- [Text passage]:

JNU Debate: Makarand Paranjape vs Rajat Datta
by M Pramod Kumar on 13 Mar 2016 8 Comments

My first meeting with Prof Makarand Paranjape of Jawaharlal Nehru University happened in February 2003 at the “National Seminar on Philosophy of Indian Nationalism & Value-Oriented Education” at the Jadavpur University campus in Kolkata. It is an amusing coincidence that both JNU and Jadavpur university students have been in the news over the past one month for what is being described as their ‘anti-national’ sloganeering and activities!


Prof Paranjape was then perceived to be a ‘moderate’ who was shy of taking an open stand on Hindutva, by some his senior colleagues from JNU who were also at the seminar to deliver talks on nationalism. Listening to this debate between the new ‘moderates’ and ‘extremists,’ I wondered whether I was witnessing a repeat of the ideological tussle between the moderates and the extremists that I had read in my history lessons on India’s freedom struggle and the nationalist movement.

- [Supplied data]:
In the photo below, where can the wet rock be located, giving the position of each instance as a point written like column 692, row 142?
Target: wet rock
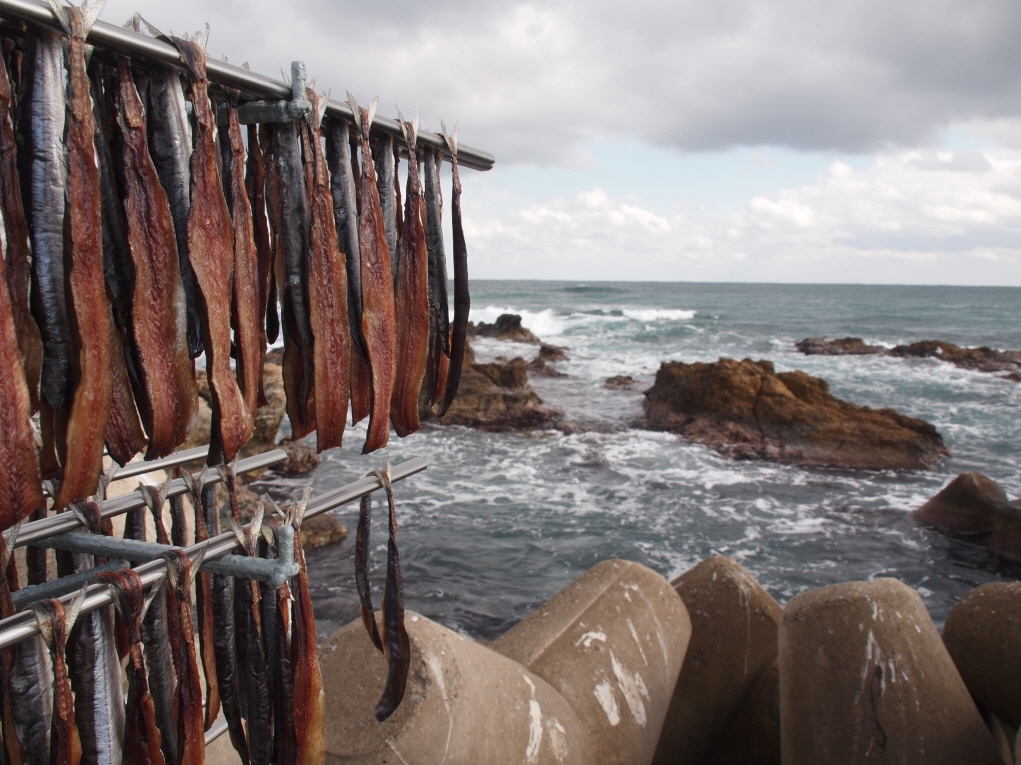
column 506, row 327
column 612, row 643
column 968, row 504
column 464, row 704
column 620, row 382
column 983, row 636
column 495, row 397
column 1006, row 540
column 301, row 458
column 733, row 643
column 747, row 411
column 842, row 346
column 865, row 677
column 322, row 530
column 754, row 736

- [Work required]:
Copy out the article on the JNU debate word for word, from its headline to its final sentence. The data above comes from a different source than the article.

- [Reply to the exercise]:
JNU Debate: Makarand Paranjape vs Rajat Datta
by M Pramod Kumar on 13 Mar 2016 8 Comments

My first meeting with Prof Makarand Paranjape of Jawaharlal Nehru University happened in February 2003 at the “National Seminar on Philosophy of Indian Nationalism & Value-Oriented Education” at the Jadavpur University campus in Kolkata. It is an amusing coincidence that both JNU and Jadavpur university students have been in the news over the past one month for what is being described as their ‘anti-national’ sloganeering and activities!


Prof Paranjape was then perceived to be a ‘moderate’ who was shy of taking an open stand on Hindutva, by some his senior colleagues from JNU who were also at the seminar to deliver talks on nationalism. Listening to this debate between the new ‘moderates’ and ‘extremists,’ I wondered whether I was witnessing a repeat of the ideological tussle between the moderates and the extremists that I had read in my history lessons on India’s freedom struggle and the nationalist movement.